Task requirements
a: From the article on CFO turnover below, list every challenge that Cunningham points to as facing boards and executive teams.
b: Translate this sentence from the article on CFO turnover below into French: "In the US, CFO churn rates in S&P 500 companies rose from 14 per cent in 2019 to 15 per cent in 2020 and 18 per cent in 2021."

[Extracted text — start]

Over the past 12 months 20 per cent of FTSE 100 CFOs left their jobs, compared with 13 per cent in 2019 and turnover was subdued during the pandemic which led CFOs to stay in post.
In the US, CFO churn rates in S&P 500 companies rose from 14 per cent in 2019 to 15 per cent in 2020 and 18 per cent in 2021.
For some CFOs, stock market rises in 2020 and 2021 made an early retirement more attractive, says Josh Crist, co-managing partner of CristKolder Associates.
In the UK, demand for CFOs from private equity companies is increasing, says Stephen Tarrant, a partner at Eton Bridge Partners.
Private equity deals often result in a change in CFO, says Tarrant. Globally, these hit a record $1.1trn in 2021, almost double 2020’s total of $577mn and higher than the previous record of $804bn set in 2006, according to Bain and Company.
The equity available in PE can be more attractive than that on offer with a PLC of a similar size, although that is often dependent on a successful exit, which is not guaranteed, says Tarrant. What is regarded as successful can vary but it is usually related to a profitable sale or a money-making initial public offering.
Last year, 66 per cent of CFO appointments occurred in private equity-backed companies compared with 26 percent in public companies, according to the annual CFO Pathways report 2022, published by Eton Bridge Partners in September 2022.
The challenges faced by boards and executive teams are changing business models and performance, says Cunningham, pointing to Covid-19, geopolitical tensions, climate change and different consumer behaviour.
“From a CFO perspective, not only is it their role to ensure that they’ve got the adequate financial resources in place to navigate those types of issues, but they are clearly there to help the business achieve its strategy and drive sustainable shareholder value creation.”

[Extracted text — finish]
[Data listing — start]

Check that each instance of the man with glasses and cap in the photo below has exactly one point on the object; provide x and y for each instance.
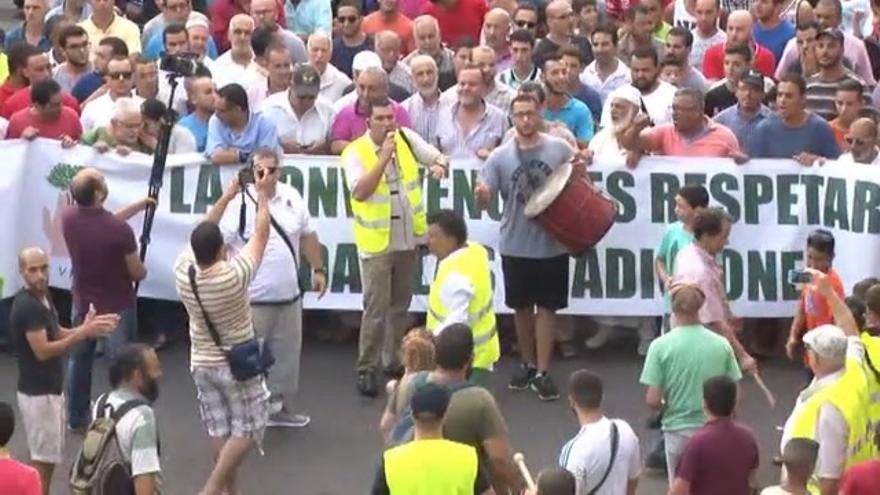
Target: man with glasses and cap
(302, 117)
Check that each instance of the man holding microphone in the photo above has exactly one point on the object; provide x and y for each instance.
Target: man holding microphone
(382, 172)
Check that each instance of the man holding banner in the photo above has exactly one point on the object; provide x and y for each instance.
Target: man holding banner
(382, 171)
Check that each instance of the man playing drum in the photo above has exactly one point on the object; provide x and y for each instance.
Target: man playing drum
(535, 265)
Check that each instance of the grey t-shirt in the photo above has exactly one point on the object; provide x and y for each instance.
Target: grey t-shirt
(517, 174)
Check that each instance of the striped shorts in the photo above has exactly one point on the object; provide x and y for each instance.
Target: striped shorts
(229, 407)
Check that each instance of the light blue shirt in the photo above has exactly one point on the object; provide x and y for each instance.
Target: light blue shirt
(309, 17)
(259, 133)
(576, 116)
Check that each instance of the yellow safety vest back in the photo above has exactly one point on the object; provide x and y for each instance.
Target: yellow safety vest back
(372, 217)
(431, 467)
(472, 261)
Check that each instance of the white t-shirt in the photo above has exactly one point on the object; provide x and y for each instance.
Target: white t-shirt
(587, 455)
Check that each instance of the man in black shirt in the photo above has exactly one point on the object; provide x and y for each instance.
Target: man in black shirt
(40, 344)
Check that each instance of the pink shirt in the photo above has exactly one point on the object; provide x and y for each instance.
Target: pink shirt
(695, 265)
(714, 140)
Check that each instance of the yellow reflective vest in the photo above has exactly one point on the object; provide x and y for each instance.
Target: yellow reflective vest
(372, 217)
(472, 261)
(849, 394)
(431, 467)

[Data listing — finish]
[Data listing — start]

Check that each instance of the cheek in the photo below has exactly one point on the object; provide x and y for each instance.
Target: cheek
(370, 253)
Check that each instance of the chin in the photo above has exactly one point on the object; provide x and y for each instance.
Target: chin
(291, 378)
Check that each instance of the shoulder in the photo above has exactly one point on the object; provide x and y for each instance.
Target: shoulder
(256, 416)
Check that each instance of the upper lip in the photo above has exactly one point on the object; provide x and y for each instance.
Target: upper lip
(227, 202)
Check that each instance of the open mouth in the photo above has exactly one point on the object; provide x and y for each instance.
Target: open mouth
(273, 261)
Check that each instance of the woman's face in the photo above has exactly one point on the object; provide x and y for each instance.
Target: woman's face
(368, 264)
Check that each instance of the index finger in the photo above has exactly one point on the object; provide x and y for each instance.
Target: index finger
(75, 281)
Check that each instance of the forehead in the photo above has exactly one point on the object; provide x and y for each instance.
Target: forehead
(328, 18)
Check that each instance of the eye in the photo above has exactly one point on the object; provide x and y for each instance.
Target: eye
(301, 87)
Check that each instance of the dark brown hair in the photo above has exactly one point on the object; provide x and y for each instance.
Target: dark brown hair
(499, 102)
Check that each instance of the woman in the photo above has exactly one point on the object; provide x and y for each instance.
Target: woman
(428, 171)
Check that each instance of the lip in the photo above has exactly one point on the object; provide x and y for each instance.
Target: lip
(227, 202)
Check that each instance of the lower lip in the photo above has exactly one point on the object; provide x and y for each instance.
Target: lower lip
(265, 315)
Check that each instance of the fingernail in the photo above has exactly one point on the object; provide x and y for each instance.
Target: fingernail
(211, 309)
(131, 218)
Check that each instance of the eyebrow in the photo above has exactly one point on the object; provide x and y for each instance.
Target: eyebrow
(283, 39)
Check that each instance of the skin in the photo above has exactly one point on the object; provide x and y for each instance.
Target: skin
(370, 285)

[Data listing — finish]

Answers by task
a:
- Covid-19
- geopolitical tensions
- climate change
- different consumer behaviour

b: Aux États-Unis, le taux de rotation des directeurs financiers dans les entreprises du S&P 500 est passé de 14 % en 2019 à 15 % en 2020 et à 18 % en 2021.